Task brief
Please extract every line in the data below that contains the word "rear", copying each one unchanged.

Excerpted data
*****

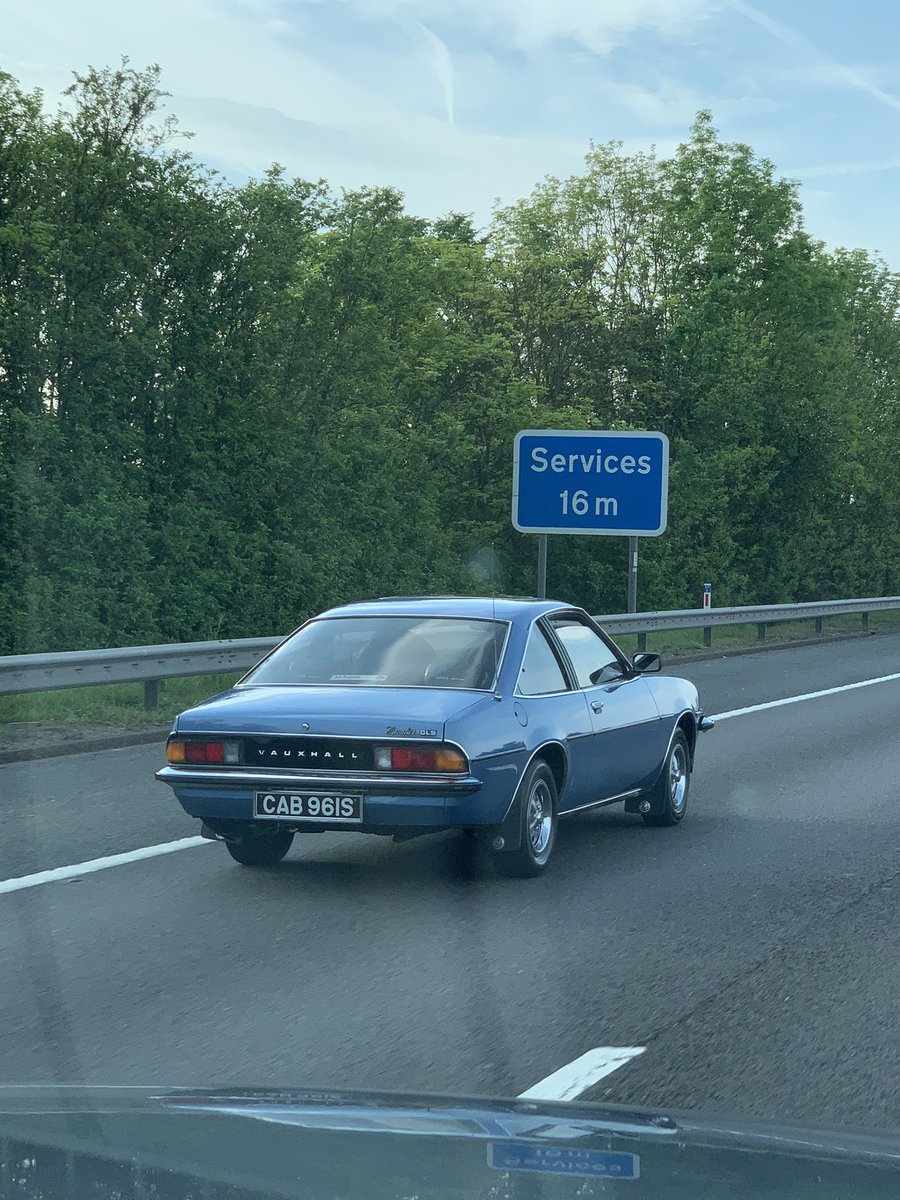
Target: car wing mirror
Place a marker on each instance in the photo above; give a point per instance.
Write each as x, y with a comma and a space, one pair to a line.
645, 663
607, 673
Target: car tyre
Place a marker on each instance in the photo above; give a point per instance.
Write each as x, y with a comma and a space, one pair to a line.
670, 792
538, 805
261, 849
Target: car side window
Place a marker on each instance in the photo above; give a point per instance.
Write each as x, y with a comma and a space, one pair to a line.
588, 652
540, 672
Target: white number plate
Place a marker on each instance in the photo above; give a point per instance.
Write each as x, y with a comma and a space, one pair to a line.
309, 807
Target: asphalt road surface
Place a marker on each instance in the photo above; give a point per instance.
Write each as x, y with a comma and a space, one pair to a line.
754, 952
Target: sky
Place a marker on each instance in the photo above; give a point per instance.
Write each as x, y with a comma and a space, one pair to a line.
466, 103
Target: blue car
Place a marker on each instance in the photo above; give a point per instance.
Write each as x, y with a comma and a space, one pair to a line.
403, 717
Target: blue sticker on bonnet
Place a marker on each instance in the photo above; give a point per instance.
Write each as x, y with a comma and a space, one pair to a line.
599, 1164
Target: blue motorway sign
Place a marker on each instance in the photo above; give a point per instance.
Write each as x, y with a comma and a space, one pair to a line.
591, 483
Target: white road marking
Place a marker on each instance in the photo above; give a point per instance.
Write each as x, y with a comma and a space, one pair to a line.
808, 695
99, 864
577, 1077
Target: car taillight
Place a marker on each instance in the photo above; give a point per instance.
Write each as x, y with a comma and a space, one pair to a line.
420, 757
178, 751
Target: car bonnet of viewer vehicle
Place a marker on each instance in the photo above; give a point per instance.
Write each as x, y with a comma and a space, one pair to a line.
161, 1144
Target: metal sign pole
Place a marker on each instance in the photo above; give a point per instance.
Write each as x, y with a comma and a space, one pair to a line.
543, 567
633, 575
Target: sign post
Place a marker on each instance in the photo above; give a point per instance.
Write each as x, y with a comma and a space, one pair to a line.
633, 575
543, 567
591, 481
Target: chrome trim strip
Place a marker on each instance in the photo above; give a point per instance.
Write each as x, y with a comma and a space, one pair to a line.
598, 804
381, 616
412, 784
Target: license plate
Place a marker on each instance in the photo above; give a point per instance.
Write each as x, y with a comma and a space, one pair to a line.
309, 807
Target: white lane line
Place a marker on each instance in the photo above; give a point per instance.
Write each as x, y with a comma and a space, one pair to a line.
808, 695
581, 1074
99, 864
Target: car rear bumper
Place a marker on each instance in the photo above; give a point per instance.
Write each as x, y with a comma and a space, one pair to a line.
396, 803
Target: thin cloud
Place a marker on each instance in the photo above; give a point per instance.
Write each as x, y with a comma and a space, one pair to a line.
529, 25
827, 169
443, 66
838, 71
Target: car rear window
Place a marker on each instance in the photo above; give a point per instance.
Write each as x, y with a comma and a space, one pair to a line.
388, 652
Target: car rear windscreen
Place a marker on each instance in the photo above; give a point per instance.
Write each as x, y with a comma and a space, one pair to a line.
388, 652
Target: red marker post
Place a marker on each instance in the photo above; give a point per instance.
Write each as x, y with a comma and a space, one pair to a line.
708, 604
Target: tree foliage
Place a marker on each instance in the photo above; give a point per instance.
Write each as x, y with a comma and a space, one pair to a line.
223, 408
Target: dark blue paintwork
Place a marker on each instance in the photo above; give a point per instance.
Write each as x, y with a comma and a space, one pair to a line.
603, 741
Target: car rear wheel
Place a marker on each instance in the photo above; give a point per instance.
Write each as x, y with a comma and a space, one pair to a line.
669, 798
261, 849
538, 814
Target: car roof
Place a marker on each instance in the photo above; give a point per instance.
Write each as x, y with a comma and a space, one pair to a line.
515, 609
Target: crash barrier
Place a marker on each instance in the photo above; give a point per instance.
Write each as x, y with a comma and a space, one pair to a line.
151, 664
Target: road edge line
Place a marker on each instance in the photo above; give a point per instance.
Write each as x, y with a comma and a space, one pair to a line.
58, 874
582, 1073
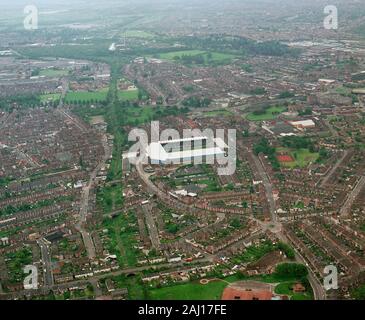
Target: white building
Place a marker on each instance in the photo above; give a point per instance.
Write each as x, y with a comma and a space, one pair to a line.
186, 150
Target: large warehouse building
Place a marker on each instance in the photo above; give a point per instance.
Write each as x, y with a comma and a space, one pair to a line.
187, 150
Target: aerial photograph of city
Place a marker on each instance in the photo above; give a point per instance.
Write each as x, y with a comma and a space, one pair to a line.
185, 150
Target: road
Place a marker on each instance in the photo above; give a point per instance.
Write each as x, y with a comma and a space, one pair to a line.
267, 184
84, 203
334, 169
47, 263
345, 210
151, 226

*****

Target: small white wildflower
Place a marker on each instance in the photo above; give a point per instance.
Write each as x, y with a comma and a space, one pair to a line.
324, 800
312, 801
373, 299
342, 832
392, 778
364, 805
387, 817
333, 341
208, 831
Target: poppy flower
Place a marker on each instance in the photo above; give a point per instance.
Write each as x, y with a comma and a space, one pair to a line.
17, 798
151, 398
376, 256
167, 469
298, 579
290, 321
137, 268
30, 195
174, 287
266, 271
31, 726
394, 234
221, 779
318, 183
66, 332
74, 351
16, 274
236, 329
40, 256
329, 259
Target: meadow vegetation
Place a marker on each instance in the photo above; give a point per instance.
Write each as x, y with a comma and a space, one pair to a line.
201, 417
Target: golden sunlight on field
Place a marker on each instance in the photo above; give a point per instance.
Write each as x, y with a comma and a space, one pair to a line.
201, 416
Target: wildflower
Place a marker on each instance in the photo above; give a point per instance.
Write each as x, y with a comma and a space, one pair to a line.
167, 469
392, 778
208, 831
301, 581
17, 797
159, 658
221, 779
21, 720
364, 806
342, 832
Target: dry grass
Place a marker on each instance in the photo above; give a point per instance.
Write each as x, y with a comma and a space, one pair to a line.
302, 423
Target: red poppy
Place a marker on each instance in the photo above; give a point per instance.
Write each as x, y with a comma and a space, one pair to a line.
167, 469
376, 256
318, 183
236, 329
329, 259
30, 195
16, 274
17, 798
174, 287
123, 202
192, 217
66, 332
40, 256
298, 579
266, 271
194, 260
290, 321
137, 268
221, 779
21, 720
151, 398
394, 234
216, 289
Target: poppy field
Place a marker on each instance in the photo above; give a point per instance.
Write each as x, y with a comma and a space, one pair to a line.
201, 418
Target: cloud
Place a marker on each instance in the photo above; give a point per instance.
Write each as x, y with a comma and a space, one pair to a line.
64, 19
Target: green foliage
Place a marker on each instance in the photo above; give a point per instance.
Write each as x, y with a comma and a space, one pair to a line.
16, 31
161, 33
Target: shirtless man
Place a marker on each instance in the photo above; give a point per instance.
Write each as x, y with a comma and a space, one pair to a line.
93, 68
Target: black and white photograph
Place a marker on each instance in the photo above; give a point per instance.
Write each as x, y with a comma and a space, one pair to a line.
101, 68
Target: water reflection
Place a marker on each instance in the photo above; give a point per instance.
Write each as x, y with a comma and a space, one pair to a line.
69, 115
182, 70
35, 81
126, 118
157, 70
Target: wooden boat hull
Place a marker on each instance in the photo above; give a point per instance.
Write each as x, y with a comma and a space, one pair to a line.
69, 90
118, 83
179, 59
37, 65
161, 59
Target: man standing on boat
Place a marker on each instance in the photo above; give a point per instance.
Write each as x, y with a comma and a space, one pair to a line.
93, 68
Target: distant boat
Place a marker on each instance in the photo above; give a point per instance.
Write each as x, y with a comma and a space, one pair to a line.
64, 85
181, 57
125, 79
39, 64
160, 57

*****

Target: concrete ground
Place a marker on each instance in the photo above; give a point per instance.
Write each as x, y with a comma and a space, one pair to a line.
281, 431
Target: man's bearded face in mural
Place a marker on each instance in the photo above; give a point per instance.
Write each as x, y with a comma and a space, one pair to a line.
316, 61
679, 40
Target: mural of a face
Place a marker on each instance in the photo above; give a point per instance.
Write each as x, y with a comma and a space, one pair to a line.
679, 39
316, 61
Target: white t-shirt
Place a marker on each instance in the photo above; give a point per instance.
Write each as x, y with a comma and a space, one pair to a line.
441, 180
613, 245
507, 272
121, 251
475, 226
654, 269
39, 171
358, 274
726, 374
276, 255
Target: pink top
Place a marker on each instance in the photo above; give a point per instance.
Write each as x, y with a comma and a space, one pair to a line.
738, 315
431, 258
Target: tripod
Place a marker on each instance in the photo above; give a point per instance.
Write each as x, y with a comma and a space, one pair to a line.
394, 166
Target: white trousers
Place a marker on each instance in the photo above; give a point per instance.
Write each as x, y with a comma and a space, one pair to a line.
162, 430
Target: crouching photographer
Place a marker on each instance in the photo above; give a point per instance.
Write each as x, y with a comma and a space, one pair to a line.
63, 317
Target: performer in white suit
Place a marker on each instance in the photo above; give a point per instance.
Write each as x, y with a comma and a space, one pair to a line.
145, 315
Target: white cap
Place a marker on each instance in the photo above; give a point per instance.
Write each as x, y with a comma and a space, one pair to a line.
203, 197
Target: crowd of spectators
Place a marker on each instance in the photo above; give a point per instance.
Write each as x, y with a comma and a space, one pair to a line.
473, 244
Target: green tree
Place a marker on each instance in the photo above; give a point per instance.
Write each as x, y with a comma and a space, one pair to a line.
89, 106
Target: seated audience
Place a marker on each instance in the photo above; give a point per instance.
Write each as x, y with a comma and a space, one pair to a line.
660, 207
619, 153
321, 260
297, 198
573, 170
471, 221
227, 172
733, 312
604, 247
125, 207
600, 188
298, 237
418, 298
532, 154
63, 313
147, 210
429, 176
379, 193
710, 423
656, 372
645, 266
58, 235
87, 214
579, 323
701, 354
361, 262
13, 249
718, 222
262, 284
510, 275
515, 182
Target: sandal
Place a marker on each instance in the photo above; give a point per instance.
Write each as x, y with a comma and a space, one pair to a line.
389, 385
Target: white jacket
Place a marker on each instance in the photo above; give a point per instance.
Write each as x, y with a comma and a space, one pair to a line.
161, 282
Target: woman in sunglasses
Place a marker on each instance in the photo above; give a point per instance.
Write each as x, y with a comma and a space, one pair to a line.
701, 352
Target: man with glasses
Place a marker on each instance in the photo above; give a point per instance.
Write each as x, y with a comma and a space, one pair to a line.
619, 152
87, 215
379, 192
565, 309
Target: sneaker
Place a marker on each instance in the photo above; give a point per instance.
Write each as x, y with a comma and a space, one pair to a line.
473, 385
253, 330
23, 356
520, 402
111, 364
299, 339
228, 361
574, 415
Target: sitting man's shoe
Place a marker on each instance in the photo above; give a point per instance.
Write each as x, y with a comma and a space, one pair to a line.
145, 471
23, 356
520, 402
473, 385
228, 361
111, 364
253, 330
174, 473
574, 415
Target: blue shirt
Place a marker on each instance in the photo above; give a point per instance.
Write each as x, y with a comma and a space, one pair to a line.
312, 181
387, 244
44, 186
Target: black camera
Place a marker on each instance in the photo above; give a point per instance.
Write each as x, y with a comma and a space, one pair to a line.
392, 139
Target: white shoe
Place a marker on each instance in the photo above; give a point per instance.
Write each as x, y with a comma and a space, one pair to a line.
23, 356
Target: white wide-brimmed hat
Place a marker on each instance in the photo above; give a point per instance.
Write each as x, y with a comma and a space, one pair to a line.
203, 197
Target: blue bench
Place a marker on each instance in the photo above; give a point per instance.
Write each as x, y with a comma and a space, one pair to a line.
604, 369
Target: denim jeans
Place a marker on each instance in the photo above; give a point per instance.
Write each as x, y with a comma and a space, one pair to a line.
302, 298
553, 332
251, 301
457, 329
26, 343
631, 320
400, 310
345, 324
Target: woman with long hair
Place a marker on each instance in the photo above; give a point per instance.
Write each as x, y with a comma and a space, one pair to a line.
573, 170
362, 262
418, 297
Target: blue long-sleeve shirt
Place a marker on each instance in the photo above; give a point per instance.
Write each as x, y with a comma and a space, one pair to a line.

*****

Correct response
Target: car rear bumper
Target: car rear window
Target: car rear windscreen
Target: car rear wheel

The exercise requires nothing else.